(Dataset records begins)

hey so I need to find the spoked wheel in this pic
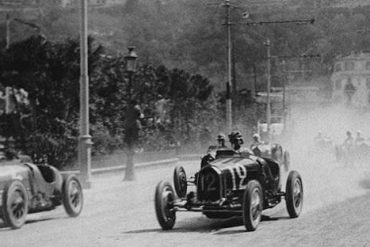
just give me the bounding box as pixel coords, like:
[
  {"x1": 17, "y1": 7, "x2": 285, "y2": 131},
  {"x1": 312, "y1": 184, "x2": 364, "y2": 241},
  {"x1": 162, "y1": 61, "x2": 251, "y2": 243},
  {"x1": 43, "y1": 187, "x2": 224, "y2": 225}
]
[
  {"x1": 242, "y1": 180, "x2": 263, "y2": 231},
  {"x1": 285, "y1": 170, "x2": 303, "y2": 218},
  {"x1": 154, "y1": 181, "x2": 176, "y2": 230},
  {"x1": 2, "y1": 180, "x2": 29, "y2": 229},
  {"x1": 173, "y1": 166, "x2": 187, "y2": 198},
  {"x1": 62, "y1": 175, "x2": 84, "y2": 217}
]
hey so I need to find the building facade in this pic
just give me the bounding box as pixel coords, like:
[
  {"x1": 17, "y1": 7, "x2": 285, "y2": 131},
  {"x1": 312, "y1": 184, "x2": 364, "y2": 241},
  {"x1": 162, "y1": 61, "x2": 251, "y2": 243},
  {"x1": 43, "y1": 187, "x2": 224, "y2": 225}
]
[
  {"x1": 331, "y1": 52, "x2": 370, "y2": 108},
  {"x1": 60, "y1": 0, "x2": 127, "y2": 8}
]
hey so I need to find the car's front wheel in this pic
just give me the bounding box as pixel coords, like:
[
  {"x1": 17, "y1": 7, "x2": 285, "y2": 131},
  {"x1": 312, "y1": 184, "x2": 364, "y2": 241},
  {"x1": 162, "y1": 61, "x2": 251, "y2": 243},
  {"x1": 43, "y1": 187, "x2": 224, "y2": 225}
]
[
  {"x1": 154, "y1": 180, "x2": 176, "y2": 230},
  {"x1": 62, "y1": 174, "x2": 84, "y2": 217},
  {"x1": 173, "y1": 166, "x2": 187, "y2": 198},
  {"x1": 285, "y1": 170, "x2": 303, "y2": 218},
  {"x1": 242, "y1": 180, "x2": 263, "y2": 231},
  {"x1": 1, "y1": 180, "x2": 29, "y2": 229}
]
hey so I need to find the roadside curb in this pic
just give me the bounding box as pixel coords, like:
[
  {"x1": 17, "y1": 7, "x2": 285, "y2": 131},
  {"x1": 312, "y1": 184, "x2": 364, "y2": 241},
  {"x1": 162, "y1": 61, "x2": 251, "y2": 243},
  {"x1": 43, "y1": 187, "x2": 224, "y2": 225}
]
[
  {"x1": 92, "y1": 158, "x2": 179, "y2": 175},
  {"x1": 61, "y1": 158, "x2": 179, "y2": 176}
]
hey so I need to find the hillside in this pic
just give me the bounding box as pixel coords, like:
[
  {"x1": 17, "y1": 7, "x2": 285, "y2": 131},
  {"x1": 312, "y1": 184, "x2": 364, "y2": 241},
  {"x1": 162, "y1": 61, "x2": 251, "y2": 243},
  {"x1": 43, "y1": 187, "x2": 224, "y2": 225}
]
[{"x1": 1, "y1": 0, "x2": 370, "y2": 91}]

(Dataset records ends)
(Dataset records begins)

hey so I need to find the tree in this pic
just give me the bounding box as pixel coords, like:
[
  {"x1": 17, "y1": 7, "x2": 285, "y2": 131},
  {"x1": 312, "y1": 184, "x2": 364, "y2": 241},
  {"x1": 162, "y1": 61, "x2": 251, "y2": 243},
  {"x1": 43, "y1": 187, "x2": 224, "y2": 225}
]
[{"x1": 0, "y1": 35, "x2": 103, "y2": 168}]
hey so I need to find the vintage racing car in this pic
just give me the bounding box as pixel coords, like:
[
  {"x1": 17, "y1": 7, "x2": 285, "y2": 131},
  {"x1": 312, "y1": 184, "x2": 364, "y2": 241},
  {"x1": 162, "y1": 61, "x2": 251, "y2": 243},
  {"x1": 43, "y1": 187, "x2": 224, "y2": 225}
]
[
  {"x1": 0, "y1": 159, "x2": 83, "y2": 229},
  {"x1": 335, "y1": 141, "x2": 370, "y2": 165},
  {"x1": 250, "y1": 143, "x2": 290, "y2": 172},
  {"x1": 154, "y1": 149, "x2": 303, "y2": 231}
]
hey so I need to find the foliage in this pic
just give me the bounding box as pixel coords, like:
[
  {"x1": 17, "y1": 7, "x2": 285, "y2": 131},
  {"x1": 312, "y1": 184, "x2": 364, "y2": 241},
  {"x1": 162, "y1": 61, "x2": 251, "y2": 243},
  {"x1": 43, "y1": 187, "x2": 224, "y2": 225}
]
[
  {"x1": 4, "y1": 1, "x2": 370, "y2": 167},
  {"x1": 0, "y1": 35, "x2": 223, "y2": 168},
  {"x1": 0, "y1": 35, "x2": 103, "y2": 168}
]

(Dataset records ends)

> _Your assignment_
Every line from the one with "hey so I need to find the spoked" through the one with "hey so I need to find the building" is to be reproduced exactly as written above, and the pictures are to be dropped.

> _Task result_
hey so I need to find the spoked wheel in this pic
just give me the bounding box as pixel coords, like:
[
  {"x1": 17, "y1": 7, "x2": 285, "y2": 131},
  {"x1": 312, "y1": 184, "x2": 364, "y2": 241},
  {"x1": 162, "y1": 61, "x2": 251, "y2": 243},
  {"x1": 43, "y1": 187, "x2": 224, "y2": 225}
]
[
  {"x1": 242, "y1": 180, "x2": 263, "y2": 231},
  {"x1": 285, "y1": 170, "x2": 303, "y2": 218},
  {"x1": 154, "y1": 181, "x2": 176, "y2": 230},
  {"x1": 2, "y1": 180, "x2": 29, "y2": 229},
  {"x1": 173, "y1": 166, "x2": 187, "y2": 198},
  {"x1": 62, "y1": 175, "x2": 84, "y2": 217}
]
hey so I need to find the building facade in this pic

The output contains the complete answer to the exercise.